Information given: Begin

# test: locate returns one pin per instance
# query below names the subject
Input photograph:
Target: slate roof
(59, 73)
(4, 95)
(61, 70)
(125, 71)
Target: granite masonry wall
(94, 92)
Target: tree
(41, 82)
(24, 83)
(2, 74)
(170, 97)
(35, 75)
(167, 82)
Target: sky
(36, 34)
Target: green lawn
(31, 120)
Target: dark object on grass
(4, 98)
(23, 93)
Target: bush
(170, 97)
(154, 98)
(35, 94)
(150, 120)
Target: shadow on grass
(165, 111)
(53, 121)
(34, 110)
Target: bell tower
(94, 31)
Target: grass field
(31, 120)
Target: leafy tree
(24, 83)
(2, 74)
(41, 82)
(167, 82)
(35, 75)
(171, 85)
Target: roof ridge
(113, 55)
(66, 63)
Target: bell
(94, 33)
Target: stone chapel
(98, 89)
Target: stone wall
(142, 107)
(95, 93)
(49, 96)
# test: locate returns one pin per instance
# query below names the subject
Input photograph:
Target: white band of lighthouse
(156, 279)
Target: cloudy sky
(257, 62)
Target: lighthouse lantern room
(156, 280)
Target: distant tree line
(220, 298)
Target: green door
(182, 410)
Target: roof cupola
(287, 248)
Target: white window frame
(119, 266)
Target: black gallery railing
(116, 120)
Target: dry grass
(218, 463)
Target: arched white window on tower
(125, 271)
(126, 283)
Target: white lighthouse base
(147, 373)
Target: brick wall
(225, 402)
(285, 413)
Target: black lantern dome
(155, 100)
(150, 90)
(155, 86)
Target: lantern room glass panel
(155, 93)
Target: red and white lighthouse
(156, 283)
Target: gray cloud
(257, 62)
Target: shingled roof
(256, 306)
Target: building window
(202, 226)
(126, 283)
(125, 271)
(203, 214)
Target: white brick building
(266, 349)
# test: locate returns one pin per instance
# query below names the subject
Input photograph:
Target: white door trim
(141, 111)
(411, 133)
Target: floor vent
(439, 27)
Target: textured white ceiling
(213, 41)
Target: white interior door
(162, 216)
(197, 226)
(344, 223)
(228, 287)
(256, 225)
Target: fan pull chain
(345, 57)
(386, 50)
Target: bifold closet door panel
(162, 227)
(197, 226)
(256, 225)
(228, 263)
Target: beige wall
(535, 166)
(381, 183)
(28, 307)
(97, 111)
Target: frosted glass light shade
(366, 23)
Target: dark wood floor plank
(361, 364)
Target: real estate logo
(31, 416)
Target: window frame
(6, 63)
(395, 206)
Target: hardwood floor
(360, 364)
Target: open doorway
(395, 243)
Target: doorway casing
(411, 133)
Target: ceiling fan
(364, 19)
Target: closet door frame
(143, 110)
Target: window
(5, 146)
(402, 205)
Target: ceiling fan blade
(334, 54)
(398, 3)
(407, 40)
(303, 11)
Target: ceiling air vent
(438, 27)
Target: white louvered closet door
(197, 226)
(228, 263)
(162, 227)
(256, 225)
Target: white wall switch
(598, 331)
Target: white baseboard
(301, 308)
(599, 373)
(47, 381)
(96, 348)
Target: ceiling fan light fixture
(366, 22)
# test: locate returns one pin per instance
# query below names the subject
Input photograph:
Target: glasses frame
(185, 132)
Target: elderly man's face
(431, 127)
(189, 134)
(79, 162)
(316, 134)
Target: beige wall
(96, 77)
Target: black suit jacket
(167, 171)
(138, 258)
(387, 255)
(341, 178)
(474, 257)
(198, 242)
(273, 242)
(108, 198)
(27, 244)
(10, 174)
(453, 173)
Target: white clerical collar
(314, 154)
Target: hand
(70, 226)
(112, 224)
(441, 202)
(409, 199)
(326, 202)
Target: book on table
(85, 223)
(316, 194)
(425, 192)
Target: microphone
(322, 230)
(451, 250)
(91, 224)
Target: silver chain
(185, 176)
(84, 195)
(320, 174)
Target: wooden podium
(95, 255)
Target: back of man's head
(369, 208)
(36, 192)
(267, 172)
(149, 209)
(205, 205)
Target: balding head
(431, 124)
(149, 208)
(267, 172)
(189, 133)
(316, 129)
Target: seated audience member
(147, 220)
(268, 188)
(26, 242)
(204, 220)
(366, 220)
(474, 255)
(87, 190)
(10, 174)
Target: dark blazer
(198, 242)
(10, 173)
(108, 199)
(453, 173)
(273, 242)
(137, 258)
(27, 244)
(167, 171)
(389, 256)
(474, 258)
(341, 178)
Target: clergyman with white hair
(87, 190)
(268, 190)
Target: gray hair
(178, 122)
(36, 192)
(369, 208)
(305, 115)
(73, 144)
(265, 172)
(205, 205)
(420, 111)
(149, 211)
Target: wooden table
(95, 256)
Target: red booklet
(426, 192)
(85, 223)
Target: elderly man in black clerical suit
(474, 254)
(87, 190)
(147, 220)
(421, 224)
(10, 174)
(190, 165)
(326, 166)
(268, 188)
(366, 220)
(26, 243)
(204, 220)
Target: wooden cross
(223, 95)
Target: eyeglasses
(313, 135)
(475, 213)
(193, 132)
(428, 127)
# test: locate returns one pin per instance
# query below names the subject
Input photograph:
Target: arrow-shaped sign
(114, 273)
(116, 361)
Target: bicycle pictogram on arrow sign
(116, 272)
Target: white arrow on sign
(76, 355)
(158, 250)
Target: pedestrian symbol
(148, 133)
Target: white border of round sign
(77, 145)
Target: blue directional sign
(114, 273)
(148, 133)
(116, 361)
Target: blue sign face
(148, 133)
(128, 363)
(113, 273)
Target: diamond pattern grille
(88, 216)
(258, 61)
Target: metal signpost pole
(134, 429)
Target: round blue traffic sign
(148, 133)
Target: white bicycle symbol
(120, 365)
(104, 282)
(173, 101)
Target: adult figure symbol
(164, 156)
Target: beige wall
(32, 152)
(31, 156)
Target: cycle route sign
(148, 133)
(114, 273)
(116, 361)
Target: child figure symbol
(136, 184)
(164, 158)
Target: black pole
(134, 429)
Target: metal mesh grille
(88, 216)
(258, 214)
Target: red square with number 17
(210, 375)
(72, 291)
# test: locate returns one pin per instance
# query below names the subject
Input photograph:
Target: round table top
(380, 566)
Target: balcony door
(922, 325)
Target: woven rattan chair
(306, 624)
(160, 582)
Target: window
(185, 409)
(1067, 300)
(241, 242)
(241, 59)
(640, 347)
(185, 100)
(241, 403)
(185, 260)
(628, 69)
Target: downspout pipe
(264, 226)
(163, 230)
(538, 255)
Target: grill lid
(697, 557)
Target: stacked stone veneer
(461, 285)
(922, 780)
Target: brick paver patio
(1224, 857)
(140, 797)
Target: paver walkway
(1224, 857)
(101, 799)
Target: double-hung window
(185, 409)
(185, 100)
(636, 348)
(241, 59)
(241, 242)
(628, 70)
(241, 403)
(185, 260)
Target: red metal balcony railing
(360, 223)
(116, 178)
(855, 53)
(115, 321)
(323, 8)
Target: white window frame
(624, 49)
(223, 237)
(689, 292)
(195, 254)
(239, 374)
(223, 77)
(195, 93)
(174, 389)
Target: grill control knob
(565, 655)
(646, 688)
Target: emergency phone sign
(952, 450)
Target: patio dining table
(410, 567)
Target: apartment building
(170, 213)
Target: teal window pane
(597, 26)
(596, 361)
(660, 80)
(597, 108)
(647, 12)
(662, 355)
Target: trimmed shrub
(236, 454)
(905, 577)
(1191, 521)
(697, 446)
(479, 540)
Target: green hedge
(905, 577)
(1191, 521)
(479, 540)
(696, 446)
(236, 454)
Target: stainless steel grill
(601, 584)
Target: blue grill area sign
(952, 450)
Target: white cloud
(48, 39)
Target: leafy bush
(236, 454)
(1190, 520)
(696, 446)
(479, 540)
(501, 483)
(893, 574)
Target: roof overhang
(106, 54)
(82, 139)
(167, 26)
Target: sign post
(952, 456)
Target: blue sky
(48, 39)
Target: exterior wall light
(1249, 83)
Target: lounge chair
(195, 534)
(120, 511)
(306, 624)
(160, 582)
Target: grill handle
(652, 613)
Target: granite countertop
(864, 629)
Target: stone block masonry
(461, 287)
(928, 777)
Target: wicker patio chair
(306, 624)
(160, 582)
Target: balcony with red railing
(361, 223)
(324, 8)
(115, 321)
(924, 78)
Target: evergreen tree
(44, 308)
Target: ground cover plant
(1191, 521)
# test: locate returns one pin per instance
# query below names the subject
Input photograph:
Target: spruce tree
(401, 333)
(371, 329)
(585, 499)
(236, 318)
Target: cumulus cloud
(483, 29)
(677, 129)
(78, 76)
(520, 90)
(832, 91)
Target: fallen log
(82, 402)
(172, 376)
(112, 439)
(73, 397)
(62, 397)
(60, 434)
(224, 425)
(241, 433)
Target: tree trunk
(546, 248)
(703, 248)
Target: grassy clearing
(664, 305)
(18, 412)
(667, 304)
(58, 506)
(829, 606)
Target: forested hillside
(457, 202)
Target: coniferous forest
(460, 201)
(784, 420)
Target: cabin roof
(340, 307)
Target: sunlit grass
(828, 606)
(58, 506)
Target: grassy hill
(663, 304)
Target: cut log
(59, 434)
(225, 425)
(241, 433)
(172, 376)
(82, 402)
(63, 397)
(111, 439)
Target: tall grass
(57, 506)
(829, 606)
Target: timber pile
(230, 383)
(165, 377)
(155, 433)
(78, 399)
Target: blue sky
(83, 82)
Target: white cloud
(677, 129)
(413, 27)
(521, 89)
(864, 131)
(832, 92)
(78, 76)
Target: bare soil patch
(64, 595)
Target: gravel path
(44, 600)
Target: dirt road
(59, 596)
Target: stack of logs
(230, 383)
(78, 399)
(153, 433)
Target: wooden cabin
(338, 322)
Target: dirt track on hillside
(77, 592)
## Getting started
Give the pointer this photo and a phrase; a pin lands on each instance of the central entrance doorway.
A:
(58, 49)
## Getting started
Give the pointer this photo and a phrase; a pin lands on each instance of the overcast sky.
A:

Information given: End

> [Problem] State only the number of lines above that contain the word "each".

> [Answer section] 2